__PROBLEM REQUIREMENTS__
Count the lines in the items below that contain the string "trunk", matching case exactly. Reply with the number alone.

__WORKING DATA__

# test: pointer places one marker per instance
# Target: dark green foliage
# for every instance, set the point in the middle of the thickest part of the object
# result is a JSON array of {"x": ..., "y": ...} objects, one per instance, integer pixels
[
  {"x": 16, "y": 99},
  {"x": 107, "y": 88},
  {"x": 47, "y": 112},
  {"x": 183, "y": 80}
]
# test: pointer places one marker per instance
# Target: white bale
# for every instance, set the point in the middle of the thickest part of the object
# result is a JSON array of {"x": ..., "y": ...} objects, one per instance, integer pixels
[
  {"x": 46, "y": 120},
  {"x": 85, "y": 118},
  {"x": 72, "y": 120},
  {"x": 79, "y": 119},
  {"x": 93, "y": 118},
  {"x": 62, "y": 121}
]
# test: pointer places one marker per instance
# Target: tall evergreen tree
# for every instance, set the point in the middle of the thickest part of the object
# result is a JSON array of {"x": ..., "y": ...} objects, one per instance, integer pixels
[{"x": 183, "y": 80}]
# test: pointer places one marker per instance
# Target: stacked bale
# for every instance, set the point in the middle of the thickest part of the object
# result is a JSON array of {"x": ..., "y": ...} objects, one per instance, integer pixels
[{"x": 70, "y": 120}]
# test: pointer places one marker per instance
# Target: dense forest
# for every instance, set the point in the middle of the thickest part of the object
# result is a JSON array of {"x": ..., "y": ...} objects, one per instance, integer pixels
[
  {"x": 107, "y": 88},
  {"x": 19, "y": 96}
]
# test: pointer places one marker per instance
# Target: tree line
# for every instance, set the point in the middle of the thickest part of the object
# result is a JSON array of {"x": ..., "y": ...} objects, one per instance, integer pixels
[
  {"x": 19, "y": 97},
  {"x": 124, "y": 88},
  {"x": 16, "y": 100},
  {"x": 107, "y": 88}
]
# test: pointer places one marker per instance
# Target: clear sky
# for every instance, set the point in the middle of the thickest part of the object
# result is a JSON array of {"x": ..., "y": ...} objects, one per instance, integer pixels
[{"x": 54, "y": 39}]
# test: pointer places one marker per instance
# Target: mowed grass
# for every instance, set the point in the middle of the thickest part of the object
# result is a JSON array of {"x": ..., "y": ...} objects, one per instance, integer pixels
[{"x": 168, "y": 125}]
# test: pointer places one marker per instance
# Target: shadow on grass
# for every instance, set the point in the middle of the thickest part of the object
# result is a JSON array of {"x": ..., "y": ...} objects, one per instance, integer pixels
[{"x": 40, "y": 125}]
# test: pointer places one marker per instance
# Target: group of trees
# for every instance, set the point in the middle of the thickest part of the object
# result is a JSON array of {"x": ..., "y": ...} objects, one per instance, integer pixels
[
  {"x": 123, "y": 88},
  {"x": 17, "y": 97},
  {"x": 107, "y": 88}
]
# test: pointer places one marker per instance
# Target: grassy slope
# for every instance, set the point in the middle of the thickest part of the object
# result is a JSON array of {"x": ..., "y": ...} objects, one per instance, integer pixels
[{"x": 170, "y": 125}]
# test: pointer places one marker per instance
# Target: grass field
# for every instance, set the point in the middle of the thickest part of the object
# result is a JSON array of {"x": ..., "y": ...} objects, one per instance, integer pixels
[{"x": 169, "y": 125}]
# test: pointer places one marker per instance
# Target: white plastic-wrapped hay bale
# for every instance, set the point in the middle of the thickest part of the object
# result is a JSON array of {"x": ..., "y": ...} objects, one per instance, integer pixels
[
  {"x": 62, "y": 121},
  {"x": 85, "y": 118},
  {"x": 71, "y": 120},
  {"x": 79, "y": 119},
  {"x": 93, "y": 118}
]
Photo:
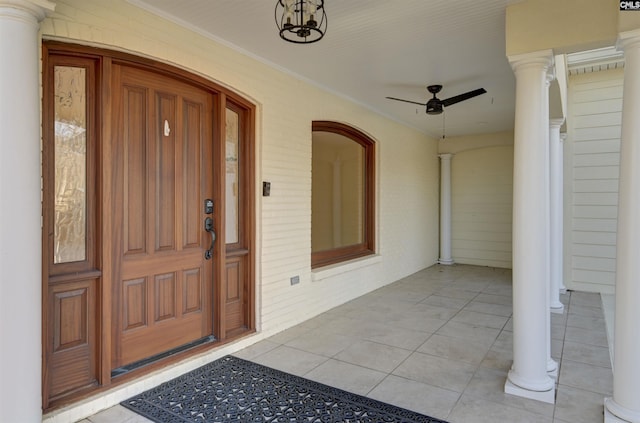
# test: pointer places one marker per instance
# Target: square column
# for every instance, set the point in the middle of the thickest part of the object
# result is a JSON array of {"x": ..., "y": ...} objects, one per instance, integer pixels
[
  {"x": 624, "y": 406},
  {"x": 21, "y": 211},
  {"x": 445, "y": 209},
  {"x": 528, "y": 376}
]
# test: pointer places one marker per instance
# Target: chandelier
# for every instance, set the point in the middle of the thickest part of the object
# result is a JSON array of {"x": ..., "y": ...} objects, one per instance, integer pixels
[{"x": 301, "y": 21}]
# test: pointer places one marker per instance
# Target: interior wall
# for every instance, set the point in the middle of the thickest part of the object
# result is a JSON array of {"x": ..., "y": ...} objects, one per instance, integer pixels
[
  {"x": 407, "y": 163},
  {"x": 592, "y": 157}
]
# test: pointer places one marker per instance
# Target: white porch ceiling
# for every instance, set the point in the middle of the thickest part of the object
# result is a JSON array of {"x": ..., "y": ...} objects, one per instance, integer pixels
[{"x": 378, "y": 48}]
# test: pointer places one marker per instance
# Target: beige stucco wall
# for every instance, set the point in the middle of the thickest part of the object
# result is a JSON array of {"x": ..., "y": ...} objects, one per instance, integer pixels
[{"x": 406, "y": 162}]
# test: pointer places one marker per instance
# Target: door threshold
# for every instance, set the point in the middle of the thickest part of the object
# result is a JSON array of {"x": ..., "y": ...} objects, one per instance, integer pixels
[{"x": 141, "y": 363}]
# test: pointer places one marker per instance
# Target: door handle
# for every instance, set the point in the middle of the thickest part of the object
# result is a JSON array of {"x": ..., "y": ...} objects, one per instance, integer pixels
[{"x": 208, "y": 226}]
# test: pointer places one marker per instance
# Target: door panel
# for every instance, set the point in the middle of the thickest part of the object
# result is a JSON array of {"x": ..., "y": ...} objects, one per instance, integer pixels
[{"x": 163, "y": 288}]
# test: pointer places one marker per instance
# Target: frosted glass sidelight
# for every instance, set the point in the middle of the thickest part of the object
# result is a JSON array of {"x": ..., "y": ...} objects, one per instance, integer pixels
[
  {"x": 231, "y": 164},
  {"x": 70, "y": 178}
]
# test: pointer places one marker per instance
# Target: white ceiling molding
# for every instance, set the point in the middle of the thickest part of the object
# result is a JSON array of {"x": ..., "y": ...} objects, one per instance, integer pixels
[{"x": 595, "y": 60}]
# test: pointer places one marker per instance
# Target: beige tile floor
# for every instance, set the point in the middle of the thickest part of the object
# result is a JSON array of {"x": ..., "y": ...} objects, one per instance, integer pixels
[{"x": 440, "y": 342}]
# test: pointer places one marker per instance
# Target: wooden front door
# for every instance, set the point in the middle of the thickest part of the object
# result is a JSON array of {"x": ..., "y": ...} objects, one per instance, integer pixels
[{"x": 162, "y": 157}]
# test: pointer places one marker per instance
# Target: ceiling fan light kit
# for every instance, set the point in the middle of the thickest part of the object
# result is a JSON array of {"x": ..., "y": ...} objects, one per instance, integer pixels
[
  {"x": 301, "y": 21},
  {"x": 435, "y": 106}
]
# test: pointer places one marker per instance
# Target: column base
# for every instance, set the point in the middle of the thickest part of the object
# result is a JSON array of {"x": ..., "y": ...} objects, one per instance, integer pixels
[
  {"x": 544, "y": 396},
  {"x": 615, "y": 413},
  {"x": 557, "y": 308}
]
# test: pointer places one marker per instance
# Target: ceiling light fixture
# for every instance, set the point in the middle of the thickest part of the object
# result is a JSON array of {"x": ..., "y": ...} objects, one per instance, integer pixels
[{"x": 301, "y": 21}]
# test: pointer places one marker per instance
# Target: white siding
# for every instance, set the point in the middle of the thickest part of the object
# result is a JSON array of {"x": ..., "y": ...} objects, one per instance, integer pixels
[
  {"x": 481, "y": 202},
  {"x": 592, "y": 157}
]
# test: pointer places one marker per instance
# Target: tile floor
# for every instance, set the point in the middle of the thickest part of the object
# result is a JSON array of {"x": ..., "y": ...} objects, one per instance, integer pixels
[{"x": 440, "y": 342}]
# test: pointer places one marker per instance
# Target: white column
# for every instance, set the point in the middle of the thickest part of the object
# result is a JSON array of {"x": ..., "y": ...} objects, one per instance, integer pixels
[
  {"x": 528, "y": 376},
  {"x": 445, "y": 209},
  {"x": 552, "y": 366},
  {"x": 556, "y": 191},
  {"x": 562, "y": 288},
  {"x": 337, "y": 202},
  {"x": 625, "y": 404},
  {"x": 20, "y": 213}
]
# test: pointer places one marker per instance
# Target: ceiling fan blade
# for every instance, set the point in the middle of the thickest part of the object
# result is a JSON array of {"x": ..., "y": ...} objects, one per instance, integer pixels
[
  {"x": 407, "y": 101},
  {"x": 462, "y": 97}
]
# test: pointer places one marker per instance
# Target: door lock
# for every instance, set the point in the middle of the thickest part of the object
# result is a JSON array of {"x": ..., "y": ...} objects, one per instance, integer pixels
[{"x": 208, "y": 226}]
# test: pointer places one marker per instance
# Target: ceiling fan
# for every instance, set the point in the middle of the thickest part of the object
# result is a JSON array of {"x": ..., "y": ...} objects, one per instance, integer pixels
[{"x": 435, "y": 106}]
==
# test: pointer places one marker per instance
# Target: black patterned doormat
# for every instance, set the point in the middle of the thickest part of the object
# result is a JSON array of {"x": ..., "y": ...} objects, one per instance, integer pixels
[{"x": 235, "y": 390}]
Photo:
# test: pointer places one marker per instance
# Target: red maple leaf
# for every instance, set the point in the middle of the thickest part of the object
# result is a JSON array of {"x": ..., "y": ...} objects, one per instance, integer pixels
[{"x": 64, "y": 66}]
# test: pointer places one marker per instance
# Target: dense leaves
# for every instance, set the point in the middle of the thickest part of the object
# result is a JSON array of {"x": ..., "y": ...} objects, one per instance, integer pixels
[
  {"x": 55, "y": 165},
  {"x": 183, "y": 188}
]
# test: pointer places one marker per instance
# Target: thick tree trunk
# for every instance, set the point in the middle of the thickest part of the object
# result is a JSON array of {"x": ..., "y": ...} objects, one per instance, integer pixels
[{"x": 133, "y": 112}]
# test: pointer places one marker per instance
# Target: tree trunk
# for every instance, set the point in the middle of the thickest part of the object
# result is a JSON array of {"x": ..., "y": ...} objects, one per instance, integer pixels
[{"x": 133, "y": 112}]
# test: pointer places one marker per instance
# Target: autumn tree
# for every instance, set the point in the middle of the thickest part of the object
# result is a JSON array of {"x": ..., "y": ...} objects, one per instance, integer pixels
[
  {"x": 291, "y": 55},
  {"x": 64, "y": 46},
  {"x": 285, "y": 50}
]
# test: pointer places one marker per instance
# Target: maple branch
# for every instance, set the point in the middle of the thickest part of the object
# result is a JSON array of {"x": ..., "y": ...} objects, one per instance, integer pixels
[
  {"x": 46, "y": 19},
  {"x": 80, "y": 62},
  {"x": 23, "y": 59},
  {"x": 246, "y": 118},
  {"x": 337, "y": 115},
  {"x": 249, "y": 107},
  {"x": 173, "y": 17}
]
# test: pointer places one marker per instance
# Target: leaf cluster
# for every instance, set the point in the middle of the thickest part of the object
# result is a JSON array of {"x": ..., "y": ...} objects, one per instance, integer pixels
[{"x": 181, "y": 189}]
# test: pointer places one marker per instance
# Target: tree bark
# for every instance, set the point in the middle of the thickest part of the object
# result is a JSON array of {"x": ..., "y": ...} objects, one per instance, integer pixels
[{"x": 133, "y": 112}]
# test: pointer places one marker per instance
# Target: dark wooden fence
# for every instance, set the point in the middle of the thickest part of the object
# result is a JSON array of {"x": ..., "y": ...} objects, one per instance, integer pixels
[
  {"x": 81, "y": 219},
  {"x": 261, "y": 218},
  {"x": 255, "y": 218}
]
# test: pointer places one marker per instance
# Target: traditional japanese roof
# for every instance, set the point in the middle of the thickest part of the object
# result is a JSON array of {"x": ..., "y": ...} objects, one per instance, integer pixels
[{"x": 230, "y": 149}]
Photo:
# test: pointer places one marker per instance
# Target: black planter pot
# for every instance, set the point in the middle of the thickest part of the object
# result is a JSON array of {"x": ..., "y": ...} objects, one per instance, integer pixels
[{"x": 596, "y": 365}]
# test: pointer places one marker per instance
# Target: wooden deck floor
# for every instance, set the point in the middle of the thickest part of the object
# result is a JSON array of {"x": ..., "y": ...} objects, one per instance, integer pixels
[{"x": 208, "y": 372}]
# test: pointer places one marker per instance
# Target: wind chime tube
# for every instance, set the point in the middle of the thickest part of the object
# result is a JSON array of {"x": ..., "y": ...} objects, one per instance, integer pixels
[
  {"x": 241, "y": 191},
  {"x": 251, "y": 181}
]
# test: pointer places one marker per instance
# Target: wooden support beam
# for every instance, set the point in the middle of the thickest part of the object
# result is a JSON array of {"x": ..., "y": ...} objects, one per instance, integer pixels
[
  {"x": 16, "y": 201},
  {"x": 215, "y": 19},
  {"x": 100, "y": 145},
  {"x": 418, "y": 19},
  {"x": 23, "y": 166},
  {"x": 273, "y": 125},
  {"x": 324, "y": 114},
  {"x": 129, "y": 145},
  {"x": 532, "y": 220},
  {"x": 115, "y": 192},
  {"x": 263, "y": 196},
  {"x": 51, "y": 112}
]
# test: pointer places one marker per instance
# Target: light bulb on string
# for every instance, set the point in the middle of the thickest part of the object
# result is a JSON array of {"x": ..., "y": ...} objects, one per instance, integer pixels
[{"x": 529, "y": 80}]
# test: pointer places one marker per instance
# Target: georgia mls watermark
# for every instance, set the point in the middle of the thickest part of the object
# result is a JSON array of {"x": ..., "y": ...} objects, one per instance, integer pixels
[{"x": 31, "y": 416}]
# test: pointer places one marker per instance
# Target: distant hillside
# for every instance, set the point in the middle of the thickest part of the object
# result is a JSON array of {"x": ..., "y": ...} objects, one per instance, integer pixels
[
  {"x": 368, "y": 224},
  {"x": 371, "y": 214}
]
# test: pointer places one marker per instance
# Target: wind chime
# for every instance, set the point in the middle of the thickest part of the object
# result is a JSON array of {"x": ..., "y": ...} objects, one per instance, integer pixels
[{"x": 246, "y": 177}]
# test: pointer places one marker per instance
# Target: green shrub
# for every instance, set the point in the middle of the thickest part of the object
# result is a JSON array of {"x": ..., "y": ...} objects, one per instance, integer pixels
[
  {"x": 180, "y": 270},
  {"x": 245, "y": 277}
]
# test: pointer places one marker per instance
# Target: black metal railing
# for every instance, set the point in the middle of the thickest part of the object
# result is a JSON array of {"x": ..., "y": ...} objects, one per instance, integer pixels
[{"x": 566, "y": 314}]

__ANSWER TO THIS TASK__
2